DATA PROVIDED
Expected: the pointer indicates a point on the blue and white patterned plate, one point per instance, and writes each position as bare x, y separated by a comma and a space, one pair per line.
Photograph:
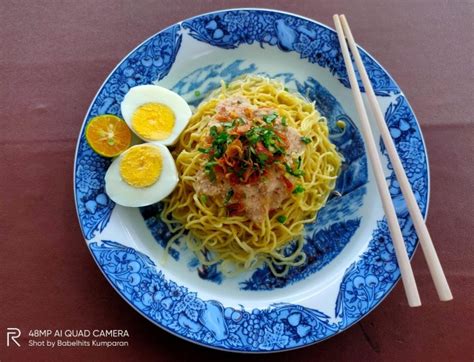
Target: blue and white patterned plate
==
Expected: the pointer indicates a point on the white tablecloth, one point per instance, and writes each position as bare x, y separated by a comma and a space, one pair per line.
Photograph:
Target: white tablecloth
* * *
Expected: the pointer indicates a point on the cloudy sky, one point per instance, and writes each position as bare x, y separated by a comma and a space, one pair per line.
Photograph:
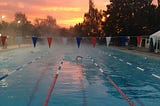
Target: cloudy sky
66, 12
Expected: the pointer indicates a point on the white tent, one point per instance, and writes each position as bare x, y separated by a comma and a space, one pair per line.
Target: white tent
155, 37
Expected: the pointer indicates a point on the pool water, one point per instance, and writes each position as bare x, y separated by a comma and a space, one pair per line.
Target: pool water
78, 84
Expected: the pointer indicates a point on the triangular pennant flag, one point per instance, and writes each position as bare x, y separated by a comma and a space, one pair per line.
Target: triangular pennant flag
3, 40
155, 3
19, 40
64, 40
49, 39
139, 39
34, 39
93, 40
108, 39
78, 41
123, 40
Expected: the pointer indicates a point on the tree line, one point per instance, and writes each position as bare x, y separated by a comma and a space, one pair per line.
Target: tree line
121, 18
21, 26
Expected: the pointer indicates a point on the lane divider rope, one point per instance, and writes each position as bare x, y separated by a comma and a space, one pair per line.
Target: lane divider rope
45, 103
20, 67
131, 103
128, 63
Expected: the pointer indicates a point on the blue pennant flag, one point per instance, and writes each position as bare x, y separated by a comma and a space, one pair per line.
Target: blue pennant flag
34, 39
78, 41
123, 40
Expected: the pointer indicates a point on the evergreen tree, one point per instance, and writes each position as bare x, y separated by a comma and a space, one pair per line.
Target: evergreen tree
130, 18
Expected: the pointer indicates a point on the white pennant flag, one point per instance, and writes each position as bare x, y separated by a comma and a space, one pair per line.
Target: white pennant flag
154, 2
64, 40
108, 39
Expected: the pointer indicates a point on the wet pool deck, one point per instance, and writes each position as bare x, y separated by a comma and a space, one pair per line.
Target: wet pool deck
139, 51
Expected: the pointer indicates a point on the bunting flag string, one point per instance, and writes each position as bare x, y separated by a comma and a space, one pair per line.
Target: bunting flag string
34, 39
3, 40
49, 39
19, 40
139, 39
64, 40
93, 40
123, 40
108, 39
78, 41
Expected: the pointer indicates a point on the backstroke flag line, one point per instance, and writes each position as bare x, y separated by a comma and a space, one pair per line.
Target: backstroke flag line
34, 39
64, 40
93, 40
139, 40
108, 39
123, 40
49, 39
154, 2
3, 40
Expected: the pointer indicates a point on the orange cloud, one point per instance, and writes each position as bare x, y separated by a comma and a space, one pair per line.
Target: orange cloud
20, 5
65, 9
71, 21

PROBLEM TO WORK ON
Revise the lines between the one holding "Expected: the pointer indicates a point on the blue and" and the one holding "Target: blue and white patterned plate", inclusive, replacing "patterned" with "striped" and keeping everything else the same. Leave the pictures out of your answer.

TASK SOLUTION
Expected: the pointer indicates a point on the blue and white striped plate, one point per instance, and writes each position as bare x, y separated by a comma and a space, one pair per line.
Photograph:
Target: blue and white striped plate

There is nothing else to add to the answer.